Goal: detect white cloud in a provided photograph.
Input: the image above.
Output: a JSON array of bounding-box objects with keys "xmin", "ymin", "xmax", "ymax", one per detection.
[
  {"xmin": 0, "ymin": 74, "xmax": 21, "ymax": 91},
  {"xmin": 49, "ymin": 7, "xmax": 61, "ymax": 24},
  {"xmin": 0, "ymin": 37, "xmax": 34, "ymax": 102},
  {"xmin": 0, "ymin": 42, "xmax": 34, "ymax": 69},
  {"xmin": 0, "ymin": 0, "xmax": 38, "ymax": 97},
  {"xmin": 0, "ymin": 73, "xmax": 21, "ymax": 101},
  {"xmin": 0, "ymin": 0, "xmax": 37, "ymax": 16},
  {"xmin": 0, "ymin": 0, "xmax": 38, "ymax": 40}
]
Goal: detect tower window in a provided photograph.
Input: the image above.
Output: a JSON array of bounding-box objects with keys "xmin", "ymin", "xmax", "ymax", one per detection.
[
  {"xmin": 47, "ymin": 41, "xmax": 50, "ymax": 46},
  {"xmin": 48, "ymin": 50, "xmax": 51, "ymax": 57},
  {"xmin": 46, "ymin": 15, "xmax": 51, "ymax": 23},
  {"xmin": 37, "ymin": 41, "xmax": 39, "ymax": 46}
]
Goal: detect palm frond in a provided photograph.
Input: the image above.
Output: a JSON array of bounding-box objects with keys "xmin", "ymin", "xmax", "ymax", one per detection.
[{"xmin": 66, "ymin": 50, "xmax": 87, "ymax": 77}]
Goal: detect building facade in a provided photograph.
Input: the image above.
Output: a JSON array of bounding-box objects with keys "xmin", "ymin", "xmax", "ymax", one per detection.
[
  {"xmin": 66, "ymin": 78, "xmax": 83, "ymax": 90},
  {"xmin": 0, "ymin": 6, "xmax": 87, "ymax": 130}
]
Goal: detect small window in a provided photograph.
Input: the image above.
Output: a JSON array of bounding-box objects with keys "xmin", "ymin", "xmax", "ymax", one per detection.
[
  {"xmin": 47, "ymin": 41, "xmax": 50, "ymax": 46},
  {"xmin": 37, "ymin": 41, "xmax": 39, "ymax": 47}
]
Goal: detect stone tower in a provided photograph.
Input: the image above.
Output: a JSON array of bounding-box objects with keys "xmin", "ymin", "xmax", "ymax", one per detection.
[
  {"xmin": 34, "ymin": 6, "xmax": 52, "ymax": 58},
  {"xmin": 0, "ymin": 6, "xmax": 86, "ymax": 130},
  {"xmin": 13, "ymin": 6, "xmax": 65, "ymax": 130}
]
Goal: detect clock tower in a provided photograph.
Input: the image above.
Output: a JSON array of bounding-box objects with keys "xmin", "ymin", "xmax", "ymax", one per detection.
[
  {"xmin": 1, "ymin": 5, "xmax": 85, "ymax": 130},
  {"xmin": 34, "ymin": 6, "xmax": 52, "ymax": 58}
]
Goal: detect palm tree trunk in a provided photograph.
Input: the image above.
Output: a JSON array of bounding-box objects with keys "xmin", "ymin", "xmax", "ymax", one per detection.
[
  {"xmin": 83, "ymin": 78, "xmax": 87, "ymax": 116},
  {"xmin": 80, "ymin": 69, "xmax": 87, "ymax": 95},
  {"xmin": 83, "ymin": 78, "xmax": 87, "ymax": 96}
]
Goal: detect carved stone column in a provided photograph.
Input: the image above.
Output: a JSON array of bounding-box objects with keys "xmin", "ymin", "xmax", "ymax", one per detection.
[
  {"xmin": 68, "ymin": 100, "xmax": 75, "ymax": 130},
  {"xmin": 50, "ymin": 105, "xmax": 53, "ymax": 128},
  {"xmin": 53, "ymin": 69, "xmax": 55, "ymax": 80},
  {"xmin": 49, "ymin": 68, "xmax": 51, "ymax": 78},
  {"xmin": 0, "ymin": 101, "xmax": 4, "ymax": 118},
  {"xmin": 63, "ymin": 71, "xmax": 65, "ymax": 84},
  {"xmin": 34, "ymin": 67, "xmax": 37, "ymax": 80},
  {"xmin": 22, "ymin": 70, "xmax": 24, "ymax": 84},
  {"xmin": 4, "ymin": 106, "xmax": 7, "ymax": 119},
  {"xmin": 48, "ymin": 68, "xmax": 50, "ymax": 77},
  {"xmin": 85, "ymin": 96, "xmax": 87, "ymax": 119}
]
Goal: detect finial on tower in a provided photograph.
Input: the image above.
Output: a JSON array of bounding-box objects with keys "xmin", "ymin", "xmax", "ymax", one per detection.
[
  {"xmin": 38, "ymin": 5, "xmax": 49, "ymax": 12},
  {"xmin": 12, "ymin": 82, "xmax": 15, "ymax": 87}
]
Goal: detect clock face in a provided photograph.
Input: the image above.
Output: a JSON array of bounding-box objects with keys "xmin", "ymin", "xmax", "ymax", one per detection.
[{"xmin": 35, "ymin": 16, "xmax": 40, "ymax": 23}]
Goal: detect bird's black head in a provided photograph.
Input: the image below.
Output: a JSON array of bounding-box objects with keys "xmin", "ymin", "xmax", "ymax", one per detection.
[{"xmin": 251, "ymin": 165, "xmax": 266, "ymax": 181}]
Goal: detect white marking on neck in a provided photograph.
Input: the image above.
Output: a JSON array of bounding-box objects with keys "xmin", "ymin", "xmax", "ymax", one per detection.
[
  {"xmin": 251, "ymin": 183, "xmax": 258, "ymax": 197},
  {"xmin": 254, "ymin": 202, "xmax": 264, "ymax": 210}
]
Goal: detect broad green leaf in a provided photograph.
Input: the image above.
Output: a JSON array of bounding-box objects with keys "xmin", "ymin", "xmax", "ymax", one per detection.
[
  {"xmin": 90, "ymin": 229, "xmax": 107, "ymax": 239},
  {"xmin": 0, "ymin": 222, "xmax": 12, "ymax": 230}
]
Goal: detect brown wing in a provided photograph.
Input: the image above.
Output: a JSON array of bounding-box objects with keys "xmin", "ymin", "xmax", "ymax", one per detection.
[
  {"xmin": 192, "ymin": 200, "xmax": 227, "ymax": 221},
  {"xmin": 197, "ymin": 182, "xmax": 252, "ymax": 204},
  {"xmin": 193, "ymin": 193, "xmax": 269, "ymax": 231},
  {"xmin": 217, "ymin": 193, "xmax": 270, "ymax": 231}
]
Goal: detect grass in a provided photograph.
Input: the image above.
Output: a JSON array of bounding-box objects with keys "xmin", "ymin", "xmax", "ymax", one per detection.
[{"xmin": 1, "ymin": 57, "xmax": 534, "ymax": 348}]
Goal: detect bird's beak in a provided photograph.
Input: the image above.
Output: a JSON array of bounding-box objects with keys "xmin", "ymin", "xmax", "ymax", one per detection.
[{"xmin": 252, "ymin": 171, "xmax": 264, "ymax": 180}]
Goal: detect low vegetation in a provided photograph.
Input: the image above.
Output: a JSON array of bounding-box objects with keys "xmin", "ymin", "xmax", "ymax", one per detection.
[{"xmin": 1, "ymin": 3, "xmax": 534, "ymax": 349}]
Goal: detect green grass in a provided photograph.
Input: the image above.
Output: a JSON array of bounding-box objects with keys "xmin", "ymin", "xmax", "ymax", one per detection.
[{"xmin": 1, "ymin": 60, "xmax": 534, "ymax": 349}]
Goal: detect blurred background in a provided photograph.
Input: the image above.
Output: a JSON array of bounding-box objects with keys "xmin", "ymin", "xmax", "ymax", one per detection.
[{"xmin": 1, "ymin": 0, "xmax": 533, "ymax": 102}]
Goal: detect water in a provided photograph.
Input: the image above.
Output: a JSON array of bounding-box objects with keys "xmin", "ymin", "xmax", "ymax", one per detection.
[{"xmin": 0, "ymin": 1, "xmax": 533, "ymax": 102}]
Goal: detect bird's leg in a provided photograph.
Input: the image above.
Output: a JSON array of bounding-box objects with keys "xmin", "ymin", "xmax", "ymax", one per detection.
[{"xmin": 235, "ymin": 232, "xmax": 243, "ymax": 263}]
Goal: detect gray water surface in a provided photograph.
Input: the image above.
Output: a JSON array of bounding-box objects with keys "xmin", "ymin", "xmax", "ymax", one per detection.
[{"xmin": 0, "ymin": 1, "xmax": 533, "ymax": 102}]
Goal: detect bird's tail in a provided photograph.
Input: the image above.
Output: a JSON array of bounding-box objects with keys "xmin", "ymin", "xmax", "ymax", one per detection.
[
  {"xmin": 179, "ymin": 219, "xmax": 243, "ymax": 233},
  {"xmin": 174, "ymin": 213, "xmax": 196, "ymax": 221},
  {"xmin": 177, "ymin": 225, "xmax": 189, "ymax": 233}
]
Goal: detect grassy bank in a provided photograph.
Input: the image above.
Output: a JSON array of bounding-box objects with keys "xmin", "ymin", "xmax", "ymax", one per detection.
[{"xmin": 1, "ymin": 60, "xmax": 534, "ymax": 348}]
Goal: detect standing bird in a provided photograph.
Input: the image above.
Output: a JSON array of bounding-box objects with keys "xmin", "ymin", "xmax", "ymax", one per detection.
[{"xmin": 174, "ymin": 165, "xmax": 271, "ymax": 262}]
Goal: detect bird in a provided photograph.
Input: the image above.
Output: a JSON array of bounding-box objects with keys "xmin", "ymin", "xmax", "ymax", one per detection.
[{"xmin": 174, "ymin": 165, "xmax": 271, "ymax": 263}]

________________________

All lines that contain the word "stone" should be copied from the listing.

Goal: detect stone tower in a provided photograph.
Goal: detect carved stone column in a provided photograph.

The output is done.